*** Block opens ***

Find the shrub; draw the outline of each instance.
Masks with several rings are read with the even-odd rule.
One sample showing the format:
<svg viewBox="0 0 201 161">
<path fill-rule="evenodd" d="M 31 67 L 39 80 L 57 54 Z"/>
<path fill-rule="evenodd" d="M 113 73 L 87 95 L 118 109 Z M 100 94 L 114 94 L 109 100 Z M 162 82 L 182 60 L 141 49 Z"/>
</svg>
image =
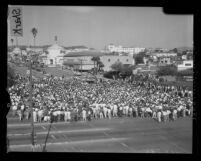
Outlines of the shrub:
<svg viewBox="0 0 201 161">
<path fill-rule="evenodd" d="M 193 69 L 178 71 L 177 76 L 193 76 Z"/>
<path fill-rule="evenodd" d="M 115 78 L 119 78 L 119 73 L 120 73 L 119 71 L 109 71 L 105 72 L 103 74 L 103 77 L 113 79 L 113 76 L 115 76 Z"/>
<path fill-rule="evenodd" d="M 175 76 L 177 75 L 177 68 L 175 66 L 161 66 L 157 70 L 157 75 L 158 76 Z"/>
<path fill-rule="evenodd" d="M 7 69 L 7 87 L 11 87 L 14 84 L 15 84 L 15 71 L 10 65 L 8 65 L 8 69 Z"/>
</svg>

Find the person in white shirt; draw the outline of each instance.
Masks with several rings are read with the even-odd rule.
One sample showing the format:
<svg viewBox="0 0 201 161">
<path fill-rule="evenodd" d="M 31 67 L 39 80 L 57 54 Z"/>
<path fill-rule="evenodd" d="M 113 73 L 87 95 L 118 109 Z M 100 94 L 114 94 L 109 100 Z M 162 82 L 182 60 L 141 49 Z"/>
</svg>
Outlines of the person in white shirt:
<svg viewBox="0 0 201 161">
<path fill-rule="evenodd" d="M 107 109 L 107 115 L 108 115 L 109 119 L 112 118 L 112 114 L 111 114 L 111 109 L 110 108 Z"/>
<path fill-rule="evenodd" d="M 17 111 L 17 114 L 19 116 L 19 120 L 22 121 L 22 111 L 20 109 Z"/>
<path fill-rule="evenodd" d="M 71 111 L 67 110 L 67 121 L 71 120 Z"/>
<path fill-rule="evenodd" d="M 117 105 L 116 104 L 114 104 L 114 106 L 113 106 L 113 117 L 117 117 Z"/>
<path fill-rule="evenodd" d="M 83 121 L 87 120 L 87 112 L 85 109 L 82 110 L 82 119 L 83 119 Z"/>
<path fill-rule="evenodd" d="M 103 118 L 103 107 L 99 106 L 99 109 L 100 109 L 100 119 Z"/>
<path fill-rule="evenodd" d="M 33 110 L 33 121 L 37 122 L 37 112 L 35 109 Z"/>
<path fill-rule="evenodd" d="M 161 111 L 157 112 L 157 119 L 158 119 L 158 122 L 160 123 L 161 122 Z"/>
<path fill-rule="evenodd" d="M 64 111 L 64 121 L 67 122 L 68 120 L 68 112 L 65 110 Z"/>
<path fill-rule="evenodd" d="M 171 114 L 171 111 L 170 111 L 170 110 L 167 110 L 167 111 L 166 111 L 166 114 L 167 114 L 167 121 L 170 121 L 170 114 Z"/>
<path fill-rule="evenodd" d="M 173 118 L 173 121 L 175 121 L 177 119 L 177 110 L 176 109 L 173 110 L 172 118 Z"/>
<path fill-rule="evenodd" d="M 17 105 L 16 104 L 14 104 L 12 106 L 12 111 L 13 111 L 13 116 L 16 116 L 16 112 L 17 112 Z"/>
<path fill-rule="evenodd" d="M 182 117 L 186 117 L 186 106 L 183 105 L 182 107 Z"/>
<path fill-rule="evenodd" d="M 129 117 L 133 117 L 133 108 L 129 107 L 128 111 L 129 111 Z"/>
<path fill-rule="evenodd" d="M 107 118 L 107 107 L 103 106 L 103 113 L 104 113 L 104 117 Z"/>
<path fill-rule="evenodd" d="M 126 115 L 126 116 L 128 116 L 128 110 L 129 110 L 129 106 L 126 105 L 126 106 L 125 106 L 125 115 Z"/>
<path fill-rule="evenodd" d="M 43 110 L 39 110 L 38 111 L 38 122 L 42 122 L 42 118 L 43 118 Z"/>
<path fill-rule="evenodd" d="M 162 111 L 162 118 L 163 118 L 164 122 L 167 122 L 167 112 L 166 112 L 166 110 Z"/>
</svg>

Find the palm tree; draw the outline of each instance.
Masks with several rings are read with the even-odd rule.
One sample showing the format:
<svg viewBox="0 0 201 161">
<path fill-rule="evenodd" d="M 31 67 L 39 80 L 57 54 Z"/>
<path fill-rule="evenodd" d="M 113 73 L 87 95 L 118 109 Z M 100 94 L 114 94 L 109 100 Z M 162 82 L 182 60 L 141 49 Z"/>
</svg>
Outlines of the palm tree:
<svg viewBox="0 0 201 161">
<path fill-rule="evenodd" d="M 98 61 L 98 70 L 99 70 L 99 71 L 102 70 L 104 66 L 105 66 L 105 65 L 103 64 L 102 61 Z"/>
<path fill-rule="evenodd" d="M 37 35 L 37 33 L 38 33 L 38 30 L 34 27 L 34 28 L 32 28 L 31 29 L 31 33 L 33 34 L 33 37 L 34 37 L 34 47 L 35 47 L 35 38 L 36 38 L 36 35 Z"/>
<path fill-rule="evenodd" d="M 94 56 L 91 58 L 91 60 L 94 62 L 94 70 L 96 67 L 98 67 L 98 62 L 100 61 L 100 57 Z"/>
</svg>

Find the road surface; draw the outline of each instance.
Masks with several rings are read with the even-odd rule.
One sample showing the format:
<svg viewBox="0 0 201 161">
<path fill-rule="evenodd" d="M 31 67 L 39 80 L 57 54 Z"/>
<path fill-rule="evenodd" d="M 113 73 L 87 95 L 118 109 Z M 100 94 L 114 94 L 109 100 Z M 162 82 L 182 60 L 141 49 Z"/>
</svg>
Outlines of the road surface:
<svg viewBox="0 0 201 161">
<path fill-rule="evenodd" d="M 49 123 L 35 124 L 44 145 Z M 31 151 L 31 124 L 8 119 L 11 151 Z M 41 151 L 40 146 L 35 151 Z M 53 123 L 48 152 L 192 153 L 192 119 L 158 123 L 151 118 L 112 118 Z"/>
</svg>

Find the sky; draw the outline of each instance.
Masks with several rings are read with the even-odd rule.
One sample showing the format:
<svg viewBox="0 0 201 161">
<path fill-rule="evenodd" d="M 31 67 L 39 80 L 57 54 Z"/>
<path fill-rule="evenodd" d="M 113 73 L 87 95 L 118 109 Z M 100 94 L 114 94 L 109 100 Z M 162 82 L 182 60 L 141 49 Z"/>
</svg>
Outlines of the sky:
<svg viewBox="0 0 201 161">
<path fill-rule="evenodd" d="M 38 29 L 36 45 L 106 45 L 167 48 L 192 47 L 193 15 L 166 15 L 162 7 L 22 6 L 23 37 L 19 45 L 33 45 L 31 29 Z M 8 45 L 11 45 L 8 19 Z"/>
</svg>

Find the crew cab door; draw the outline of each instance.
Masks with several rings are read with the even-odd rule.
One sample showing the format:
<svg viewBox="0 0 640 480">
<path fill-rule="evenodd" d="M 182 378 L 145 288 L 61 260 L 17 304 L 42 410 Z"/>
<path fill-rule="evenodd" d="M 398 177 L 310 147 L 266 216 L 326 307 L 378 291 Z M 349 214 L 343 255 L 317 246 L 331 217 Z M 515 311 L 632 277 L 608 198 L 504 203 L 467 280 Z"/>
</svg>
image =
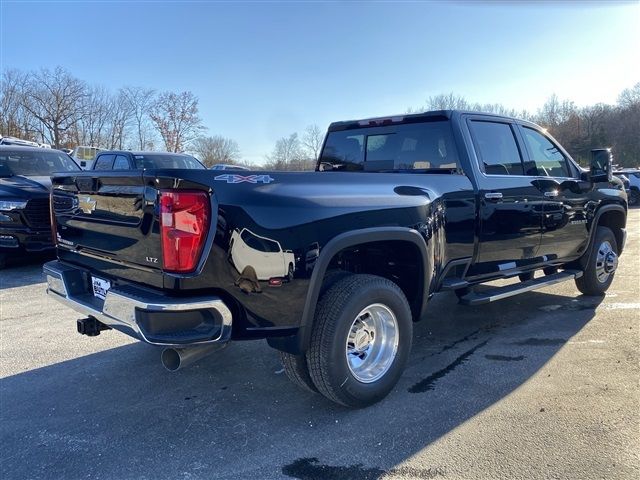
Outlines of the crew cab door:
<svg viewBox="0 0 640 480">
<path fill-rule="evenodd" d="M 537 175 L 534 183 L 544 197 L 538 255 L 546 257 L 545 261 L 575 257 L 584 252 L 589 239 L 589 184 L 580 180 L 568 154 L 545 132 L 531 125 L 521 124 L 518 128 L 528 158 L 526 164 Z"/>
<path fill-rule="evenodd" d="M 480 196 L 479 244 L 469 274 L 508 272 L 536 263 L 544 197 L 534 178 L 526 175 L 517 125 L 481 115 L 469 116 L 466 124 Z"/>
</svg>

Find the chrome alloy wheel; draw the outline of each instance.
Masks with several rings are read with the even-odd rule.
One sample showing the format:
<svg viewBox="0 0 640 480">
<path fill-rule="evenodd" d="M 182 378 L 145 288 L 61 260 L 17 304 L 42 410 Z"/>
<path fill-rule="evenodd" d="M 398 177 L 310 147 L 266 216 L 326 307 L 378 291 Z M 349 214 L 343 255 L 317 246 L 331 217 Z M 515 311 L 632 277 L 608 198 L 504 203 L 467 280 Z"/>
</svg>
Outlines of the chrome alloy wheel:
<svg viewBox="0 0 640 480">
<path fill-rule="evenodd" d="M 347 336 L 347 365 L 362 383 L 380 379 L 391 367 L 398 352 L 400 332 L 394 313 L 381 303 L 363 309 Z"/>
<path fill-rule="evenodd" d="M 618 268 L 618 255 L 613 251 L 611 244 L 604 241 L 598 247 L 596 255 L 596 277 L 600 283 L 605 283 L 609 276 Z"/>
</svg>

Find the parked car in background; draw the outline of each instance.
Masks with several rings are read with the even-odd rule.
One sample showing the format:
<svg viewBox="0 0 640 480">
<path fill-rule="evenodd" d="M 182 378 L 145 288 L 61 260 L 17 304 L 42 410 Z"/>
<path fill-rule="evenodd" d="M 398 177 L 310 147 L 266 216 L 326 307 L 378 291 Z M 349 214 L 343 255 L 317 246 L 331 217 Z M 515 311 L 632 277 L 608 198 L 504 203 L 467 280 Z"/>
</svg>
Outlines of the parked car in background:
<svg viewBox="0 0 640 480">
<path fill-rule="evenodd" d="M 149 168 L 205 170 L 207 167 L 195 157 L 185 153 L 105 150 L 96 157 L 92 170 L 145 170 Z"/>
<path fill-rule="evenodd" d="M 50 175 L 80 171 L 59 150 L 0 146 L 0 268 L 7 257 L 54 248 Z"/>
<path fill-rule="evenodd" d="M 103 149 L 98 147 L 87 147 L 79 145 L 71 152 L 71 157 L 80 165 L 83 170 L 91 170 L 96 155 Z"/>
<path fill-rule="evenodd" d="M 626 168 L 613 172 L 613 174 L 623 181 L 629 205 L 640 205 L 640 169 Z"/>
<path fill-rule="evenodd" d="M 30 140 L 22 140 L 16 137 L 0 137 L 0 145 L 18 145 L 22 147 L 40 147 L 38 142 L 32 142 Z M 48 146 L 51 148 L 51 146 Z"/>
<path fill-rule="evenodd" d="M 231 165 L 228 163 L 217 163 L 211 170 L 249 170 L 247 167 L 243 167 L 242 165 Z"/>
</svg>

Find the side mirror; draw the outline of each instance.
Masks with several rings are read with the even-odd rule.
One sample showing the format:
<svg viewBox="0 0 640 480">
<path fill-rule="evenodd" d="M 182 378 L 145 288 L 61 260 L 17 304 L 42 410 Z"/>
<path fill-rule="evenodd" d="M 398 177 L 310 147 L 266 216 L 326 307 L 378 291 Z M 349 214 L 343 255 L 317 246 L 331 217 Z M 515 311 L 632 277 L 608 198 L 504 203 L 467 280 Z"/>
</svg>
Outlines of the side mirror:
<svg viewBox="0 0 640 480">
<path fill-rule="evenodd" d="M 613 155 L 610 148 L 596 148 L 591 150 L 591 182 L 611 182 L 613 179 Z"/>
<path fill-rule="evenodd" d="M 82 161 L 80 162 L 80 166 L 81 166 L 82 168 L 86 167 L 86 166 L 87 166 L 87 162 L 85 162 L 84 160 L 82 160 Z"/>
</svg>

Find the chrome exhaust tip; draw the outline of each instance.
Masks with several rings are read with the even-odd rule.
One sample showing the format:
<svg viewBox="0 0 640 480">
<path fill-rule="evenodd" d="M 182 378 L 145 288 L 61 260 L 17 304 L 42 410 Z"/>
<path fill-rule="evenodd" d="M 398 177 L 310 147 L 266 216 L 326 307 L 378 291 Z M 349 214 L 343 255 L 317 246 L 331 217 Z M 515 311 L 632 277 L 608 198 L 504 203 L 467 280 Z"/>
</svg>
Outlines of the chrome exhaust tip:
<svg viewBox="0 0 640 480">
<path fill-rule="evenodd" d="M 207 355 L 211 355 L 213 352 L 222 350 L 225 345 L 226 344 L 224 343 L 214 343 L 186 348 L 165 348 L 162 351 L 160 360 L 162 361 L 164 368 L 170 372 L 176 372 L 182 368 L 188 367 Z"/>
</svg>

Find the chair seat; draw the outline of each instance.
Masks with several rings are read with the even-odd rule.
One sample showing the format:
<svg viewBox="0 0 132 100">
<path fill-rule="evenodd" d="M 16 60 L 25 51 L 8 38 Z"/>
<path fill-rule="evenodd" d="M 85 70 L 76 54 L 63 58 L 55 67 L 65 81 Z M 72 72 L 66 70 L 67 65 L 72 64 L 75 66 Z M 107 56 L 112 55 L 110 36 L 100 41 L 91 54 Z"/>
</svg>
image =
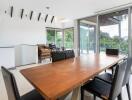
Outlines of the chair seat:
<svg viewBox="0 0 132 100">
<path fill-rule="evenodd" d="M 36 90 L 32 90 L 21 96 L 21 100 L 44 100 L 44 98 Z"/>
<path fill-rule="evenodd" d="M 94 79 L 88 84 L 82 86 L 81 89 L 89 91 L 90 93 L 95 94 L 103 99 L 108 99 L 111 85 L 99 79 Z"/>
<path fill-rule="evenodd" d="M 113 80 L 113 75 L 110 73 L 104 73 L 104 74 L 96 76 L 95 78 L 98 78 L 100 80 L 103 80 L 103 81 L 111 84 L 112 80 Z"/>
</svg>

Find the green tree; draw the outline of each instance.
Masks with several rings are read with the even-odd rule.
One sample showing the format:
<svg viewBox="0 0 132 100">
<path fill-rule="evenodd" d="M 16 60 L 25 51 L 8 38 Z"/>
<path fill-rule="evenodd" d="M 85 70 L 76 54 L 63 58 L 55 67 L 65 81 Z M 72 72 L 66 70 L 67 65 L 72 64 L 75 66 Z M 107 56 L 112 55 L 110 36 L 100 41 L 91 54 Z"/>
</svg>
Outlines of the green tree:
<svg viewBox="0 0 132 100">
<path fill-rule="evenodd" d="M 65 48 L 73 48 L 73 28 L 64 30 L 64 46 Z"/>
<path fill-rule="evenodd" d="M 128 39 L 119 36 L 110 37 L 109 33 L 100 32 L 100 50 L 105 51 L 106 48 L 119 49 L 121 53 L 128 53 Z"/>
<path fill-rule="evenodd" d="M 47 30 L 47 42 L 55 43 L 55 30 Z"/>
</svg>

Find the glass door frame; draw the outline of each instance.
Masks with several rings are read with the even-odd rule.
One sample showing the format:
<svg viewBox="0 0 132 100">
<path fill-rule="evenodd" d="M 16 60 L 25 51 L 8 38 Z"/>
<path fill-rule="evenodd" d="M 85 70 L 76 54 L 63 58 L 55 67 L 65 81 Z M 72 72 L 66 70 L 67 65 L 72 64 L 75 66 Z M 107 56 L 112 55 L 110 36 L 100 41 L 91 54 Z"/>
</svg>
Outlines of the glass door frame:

*** Block closes ***

About this task: Looking at the entries above, work out how many lines contain the word "frame", then reply with only that figure.

Solution to this task: 2